### To do
Reproduce each line of the listing exactly.

Annotation dataset entries
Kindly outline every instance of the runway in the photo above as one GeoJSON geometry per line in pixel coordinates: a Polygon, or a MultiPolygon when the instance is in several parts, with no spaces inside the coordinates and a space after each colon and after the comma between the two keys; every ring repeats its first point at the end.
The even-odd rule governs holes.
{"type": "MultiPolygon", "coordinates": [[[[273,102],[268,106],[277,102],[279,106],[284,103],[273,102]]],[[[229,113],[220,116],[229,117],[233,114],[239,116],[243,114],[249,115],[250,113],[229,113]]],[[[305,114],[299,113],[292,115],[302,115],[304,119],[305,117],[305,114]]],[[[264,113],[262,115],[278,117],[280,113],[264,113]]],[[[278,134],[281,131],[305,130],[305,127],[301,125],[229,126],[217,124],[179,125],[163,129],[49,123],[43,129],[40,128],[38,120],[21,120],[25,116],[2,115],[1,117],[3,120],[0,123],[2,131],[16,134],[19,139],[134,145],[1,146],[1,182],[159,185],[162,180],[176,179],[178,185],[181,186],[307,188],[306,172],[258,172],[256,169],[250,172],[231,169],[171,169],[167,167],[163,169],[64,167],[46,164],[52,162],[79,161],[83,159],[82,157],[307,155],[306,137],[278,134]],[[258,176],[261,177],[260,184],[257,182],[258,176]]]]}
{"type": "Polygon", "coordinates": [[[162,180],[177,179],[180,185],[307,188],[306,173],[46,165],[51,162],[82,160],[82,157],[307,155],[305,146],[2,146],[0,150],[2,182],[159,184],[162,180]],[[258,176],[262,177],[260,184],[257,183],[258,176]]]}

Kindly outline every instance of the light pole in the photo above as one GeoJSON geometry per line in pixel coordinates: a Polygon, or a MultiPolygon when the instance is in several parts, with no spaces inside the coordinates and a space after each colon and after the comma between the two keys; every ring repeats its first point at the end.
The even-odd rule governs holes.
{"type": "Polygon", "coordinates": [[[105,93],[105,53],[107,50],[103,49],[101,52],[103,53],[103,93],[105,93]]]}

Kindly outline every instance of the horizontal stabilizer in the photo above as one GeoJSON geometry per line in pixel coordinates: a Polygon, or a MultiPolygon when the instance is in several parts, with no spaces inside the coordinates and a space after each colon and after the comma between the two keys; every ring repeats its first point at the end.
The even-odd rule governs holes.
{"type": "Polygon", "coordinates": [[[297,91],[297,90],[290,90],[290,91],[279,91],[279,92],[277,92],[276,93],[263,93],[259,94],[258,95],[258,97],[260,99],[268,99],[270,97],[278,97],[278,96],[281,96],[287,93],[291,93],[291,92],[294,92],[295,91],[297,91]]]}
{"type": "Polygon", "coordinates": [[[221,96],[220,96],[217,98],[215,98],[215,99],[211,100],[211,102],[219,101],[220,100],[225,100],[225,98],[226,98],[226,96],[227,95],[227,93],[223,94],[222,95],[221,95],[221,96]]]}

### Output of the task
Kindly outline every instance of the runway in the photo above as one GeoJSON geometry per line in pixel coordinates: a Polygon, or a MultiPolygon when the instance is in several parts, with no spaces inside the coordinates and a space after each colon and after the comma between the two keys; every ring repeats its first point at the end.
The even-odd rule governs holes.
{"type": "MultiPolygon", "coordinates": [[[[273,102],[268,106],[277,102],[279,106],[284,103],[273,102]]],[[[229,113],[220,116],[229,117],[233,114],[239,116],[243,114],[249,115],[250,113],[229,113]]],[[[305,114],[299,113],[292,115],[302,115],[304,119],[305,117],[305,114]]],[[[264,113],[262,115],[278,117],[280,113],[264,113]]],[[[278,134],[281,131],[305,130],[305,127],[301,125],[229,126],[217,124],[179,125],[163,129],[49,123],[43,129],[40,128],[38,120],[21,120],[25,116],[2,115],[1,117],[3,120],[0,123],[2,131],[16,134],[19,139],[134,145],[1,146],[1,182],[159,185],[162,180],[176,179],[178,185],[181,186],[307,188],[306,172],[258,172],[256,169],[250,172],[231,169],[171,169],[167,167],[163,169],[64,167],[46,164],[52,162],[79,161],[83,159],[82,157],[307,155],[306,137],[278,134]],[[258,176],[261,177],[260,184],[257,182],[258,176]]]]}
{"type": "Polygon", "coordinates": [[[162,180],[177,179],[180,185],[307,188],[306,173],[46,165],[51,162],[82,160],[82,157],[307,155],[305,146],[2,146],[0,150],[2,182],[159,184],[162,180]],[[258,176],[262,177],[260,184],[257,183],[258,176]]]}

Kindly outline every instance of the light pole in the photo above as one GeoJSON geometry per line in pixel coordinates: a Polygon, or a MultiPolygon when the instance is in several parts, with no spaces inside the coordinates and a space after each colon and after the comma between the two keys; every ring repeats its first point at the end.
The even-odd rule governs holes.
{"type": "Polygon", "coordinates": [[[105,93],[105,53],[107,50],[103,49],[101,52],[103,53],[103,93],[105,93]]]}

Kindly outline every instance of the horizontal stabilizer in the photo above as one GeoJSON geometry per line in pixel coordinates: a Polygon, or a MultiPolygon when the instance is in several parts, with no spaces inside the coordinates and a space after each colon and after the comma between the two keys; every ring repeats its first point at the end.
The even-odd rule governs holes.
{"type": "Polygon", "coordinates": [[[297,91],[297,90],[290,90],[290,91],[279,91],[279,92],[277,92],[276,93],[263,93],[259,94],[258,95],[258,97],[260,99],[268,99],[270,97],[278,97],[278,96],[281,96],[287,93],[291,93],[291,92],[294,92],[295,91],[297,91]]]}
{"type": "Polygon", "coordinates": [[[221,96],[220,96],[217,98],[215,98],[215,99],[211,100],[211,102],[219,101],[220,100],[225,100],[225,98],[226,98],[226,96],[227,95],[227,93],[223,94],[222,95],[221,95],[221,96]]]}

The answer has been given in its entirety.